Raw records
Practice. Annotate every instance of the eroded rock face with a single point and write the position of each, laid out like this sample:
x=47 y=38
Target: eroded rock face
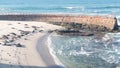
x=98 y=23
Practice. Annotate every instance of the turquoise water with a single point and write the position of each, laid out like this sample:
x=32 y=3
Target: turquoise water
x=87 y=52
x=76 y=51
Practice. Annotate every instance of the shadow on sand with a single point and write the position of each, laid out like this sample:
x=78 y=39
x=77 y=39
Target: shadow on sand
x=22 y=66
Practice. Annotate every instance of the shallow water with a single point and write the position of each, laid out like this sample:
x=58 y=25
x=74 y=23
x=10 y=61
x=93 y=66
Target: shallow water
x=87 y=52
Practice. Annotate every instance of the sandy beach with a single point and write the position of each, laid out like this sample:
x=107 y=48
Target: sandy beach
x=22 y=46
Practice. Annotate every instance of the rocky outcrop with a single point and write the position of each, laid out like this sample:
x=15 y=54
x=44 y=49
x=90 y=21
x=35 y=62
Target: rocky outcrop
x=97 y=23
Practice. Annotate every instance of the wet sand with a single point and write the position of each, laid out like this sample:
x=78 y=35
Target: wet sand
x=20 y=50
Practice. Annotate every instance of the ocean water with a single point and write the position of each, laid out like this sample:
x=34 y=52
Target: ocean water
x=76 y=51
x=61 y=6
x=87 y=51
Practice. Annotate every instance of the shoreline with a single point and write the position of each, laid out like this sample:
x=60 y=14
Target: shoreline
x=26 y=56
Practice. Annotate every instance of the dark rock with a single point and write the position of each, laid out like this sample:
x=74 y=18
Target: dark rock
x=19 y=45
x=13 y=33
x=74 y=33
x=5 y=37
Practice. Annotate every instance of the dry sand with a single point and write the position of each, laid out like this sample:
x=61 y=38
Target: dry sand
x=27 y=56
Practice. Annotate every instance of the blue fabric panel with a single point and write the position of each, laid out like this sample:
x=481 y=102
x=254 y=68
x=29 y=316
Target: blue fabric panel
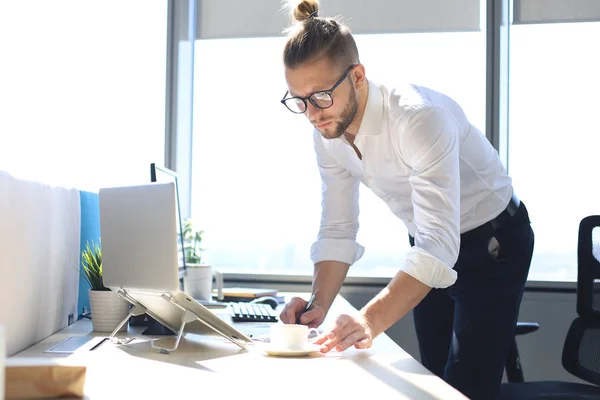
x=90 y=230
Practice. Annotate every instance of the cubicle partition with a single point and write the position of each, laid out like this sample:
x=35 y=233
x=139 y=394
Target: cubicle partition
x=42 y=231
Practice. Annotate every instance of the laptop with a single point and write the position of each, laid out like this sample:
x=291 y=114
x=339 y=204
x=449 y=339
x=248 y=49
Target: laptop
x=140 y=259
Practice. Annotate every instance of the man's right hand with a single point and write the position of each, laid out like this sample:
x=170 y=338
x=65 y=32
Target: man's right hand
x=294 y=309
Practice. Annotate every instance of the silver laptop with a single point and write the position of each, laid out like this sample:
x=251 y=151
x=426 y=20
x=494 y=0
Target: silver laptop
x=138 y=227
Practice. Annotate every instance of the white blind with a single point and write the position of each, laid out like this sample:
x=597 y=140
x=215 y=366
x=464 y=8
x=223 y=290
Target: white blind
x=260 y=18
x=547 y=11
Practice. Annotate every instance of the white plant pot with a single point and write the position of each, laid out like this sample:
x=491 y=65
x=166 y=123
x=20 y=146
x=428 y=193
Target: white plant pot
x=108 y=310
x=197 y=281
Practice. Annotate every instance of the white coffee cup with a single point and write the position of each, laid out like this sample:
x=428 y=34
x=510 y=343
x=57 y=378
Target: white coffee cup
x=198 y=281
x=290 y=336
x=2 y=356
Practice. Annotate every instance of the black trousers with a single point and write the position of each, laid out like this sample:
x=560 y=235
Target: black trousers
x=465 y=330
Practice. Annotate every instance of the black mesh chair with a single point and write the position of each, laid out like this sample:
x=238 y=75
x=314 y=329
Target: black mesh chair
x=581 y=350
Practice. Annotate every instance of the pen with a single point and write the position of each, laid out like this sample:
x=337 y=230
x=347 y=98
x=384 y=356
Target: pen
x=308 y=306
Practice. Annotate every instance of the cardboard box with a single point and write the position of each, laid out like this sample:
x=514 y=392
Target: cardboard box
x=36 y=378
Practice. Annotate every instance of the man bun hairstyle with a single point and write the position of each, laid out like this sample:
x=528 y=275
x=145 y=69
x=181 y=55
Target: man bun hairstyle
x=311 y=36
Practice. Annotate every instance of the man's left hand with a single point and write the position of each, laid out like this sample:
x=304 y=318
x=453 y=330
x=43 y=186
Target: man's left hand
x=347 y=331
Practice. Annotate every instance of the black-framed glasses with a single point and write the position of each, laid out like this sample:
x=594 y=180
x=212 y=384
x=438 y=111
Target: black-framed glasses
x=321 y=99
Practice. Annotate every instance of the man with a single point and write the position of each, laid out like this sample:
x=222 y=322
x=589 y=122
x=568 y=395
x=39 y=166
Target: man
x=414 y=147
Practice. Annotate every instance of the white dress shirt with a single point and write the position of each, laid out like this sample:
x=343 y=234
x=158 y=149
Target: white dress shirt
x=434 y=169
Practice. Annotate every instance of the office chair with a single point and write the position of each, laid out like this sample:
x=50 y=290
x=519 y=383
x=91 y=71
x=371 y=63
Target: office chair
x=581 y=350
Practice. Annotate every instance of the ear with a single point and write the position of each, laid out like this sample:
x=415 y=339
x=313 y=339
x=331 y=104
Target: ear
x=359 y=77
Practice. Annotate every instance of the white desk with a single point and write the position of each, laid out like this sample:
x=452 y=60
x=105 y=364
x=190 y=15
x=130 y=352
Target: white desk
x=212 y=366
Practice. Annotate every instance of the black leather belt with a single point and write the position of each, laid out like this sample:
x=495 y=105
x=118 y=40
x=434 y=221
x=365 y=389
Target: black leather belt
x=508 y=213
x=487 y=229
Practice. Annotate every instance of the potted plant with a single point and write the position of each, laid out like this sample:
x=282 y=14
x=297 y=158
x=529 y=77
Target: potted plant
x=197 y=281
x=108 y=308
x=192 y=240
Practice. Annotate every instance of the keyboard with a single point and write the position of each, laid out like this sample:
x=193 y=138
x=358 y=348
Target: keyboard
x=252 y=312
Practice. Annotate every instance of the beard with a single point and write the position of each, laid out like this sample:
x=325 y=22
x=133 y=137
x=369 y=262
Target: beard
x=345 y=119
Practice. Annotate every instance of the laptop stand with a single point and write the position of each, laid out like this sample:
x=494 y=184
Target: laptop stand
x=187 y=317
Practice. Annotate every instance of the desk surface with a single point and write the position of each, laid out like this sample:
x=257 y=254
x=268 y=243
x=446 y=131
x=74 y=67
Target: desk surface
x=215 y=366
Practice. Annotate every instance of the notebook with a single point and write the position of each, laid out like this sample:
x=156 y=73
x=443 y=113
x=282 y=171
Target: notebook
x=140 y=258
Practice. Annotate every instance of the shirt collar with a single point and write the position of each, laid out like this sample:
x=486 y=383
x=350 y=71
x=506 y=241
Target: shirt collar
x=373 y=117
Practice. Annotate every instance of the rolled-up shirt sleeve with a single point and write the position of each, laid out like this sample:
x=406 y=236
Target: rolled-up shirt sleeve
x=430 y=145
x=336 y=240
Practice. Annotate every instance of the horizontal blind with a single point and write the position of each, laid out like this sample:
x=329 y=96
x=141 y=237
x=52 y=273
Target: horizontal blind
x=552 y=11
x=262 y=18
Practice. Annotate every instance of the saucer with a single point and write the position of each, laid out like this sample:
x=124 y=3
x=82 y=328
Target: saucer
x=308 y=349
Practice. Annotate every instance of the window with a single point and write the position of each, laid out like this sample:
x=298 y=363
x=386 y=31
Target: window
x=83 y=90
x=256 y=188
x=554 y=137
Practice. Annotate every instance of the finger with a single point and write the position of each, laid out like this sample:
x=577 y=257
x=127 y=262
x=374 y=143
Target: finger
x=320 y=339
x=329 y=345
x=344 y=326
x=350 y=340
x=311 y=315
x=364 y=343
...
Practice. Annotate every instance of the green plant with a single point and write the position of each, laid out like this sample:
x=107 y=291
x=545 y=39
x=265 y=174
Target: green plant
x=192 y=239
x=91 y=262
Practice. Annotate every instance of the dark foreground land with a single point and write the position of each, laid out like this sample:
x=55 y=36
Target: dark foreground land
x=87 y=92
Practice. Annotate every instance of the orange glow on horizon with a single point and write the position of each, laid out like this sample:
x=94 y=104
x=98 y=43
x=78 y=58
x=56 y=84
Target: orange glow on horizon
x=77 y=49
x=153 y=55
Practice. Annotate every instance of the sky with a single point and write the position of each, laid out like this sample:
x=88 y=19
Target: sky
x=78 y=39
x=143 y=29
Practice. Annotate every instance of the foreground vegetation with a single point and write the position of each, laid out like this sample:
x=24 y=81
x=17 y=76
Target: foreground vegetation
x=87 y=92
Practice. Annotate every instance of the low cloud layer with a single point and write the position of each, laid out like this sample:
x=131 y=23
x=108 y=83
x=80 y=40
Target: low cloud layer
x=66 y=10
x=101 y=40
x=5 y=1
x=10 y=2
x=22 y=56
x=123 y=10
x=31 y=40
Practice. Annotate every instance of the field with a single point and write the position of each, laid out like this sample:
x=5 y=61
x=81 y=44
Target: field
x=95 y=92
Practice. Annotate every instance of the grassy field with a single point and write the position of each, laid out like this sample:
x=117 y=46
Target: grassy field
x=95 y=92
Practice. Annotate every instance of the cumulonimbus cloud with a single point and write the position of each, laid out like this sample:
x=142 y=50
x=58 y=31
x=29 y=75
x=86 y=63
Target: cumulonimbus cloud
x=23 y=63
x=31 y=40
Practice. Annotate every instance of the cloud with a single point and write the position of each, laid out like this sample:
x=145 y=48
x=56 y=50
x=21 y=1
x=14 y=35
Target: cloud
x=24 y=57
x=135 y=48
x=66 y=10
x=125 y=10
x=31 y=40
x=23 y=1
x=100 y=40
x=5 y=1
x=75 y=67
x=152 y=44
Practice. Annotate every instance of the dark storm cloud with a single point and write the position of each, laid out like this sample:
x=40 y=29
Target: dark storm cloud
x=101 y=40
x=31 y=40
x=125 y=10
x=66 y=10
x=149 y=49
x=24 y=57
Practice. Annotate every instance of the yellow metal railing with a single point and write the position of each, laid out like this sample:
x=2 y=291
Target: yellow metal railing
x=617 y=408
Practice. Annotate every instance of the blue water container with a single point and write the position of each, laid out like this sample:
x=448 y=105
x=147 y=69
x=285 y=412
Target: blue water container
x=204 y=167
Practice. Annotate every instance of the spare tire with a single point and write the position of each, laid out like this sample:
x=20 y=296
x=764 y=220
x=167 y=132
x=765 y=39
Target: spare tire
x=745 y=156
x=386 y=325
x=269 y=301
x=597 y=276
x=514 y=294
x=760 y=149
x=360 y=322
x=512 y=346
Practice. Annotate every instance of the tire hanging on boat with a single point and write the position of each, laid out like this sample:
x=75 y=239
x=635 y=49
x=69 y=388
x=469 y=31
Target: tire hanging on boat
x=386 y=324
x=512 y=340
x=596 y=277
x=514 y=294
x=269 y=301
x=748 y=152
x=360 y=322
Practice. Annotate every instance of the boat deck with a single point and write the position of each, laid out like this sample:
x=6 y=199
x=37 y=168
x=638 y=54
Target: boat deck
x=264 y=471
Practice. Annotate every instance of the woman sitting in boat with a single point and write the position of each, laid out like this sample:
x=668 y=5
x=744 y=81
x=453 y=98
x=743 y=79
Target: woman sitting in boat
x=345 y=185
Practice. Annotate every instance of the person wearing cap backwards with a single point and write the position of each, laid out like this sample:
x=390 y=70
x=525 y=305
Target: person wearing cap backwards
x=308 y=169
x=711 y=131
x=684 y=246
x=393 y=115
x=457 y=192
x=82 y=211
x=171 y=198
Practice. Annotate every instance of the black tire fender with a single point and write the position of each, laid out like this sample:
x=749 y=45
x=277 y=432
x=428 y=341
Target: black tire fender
* * *
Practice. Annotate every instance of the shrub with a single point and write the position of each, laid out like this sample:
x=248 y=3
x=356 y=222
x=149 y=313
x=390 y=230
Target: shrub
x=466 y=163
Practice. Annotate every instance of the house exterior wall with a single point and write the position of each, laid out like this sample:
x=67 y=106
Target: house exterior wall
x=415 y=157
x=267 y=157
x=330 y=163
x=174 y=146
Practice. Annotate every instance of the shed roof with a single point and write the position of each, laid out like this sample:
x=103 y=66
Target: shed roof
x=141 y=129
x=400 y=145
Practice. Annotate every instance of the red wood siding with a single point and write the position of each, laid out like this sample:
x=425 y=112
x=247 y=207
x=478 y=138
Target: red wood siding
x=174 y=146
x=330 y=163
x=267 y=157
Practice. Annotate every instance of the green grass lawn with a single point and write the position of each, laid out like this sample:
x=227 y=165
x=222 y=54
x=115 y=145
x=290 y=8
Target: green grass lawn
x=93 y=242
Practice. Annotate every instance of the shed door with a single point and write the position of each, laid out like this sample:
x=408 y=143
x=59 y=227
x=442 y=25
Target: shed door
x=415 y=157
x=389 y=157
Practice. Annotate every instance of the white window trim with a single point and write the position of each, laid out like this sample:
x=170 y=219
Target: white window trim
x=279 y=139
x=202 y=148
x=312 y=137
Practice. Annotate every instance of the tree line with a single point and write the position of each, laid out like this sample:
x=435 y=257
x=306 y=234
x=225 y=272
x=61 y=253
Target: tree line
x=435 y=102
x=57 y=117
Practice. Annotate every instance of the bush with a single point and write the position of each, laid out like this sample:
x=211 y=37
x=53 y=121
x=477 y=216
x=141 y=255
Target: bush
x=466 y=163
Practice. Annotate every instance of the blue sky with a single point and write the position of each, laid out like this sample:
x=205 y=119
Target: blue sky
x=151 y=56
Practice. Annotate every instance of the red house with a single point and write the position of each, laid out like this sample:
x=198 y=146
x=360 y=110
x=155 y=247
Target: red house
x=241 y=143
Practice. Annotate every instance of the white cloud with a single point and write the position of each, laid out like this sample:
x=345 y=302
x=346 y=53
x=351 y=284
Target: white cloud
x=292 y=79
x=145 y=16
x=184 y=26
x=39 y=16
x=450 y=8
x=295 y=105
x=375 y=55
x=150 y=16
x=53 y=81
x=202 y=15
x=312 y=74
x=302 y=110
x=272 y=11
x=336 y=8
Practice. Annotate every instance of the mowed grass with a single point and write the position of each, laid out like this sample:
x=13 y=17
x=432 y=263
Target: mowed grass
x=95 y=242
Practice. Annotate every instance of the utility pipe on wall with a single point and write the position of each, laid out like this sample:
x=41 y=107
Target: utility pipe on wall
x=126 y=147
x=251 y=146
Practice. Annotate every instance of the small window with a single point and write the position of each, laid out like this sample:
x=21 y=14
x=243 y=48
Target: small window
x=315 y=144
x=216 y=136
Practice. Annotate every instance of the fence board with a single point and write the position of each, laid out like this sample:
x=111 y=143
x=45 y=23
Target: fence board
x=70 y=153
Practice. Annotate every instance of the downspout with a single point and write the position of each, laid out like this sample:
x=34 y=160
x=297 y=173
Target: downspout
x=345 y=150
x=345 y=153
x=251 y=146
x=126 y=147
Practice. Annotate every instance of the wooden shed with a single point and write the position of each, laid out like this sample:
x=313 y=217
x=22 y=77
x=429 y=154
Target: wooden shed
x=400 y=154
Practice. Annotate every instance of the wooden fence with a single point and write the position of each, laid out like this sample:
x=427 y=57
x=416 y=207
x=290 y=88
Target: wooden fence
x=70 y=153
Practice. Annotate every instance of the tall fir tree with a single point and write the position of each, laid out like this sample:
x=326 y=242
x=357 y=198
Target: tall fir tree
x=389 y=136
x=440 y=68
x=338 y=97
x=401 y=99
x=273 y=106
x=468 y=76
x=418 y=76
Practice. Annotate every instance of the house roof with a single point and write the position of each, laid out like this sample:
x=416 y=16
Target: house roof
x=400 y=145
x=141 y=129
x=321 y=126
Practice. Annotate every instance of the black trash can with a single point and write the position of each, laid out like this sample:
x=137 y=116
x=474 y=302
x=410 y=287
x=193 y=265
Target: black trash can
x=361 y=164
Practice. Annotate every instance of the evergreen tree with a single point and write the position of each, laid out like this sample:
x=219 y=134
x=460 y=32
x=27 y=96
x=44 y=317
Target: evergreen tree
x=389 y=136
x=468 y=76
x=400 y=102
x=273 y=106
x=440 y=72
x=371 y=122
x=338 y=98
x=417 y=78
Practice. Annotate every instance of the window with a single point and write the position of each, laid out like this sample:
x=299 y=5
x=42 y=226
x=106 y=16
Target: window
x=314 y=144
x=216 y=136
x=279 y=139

§ **Given instruction**
Reproduce the lines of the listing word for word, starting with the line that contains "Practice. Annotate every instance of the cubicle" and ending with the line that contains "x=138 y=227".

§ **Task solution**
Practice. Annotate every instance of the cubicle partition with a single point and write the position of each, laid out like this sample:
x=35 y=233
x=139 y=394
Target: cubicle partition
x=42 y=231
Practice. Annotate every instance of the laptop with a single point and write the position of each, laid out like this sample:
x=291 y=114
x=339 y=204
x=449 y=339
x=248 y=49
Target: laptop
x=140 y=259
Practice. Annotate every instance of the man's right hand with a single point and write the position of each, laid out like this sample:
x=170 y=338
x=65 y=32
Target: man's right hand
x=294 y=309
Practice. Annotate every instance of the silver laptop with a single point and write the position of each, laid out like this sample:
x=251 y=151
x=426 y=20
x=494 y=0
Target: silver laptop
x=138 y=227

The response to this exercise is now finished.